▶ WHAT TO PRODUCE: Put every line of the listing below into a numbered list, leaving out any blank lines.
--- Begin STORED ROWS ---
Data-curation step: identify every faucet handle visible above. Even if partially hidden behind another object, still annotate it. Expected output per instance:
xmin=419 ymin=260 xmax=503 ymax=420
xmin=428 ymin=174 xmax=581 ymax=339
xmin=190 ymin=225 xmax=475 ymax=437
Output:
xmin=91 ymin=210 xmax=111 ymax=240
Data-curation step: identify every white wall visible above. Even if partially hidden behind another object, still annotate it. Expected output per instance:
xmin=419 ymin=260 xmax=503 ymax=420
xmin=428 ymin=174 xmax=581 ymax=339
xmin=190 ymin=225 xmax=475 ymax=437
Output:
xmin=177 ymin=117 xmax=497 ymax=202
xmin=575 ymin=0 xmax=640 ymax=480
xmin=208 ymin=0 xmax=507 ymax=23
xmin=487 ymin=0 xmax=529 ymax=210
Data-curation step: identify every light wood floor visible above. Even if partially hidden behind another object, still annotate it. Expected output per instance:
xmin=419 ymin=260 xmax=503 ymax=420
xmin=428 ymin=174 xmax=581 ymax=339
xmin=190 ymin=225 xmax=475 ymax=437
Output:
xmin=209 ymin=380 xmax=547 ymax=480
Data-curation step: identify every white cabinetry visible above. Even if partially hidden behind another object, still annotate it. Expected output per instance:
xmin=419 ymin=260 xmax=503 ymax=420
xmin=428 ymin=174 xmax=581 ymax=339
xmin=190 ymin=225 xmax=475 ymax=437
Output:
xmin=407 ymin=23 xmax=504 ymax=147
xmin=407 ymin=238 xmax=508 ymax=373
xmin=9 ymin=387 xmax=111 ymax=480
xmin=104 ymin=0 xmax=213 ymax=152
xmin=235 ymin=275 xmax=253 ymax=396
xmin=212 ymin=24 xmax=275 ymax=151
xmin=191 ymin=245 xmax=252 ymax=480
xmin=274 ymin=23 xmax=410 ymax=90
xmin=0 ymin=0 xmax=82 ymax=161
--- End STORED ROWS ---
▶ FINISHED TASK:
1. Data-curation step: identify every faucet handle visible above. Even if partially hidden behind another object, still annotate it. Expected output per instance:
2. xmin=419 ymin=260 xmax=503 ymax=420
3. xmin=428 ymin=174 xmax=581 ymax=339
4. xmin=190 ymin=225 xmax=475 ymax=437
5. Output:
6. xmin=91 ymin=210 xmax=111 ymax=240
7. Data-curation step: identify every white wall visible above. Even if partially hidden behind another object, still annotate it. Expected output per instance:
8. xmin=419 ymin=260 xmax=503 ymax=420
9. xmin=428 ymin=174 xmax=581 ymax=339
10. xmin=190 ymin=225 xmax=475 ymax=437
11. Output:
12. xmin=177 ymin=117 xmax=497 ymax=202
13. xmin=575 ymin=0 xmax=640 ymax=480
14. xmin=208 ymin=0 xmax=507 ymax=23
15. xmin=487 ymin=0 xmax=529 ymax=210
16. Data-curation step: identify every light wood floor visible above. Even if partially hidden behind another object, still annotate it. Expected output per instance:
17. xmin=419 ymin=260 xmax=503 ymax=420
18. xmin=428 ymin=174 xmax=581 ymax=339
19. xmin=190 ymin=225 xmax=475 ymax=437
20. Output:
21. xmin=209 ymin=380 xmax=547 ymax=480
22. Data-curation step: identify every white cabinetry visible above. Even if partially hidden behind another object, still annotate it. Expected output per instance:
23. xmin=419 ymin=260 xmax=503 ymax=420
24. xmin=428 ymin=174 xmax=581 ymax=339
25. xmin=190 ymin=225 xmax=475 ymax=437
26. Output:
27. xmin=407 ymin=23 xmax=504 ymax=147
28. xmin=407 ymin=238 xmax=508 ymax=373
29. xmin=9 ymin=387 xmax=111 ymax=480
30. xmin=104 ymin=0 xmax=213 ymax=152
31. xmin=235 ymin=275 xmax=253 ymax=396
32. xmin=212 ymin=24 xmax=275 ymax=151
33. xmin=191 ymin=245 xmax=252 ymax=480
34. xmin=274 ymin=23 xmax=410 ymax=90
35. xmin=0 ymin=0 xmax=82 ymax=161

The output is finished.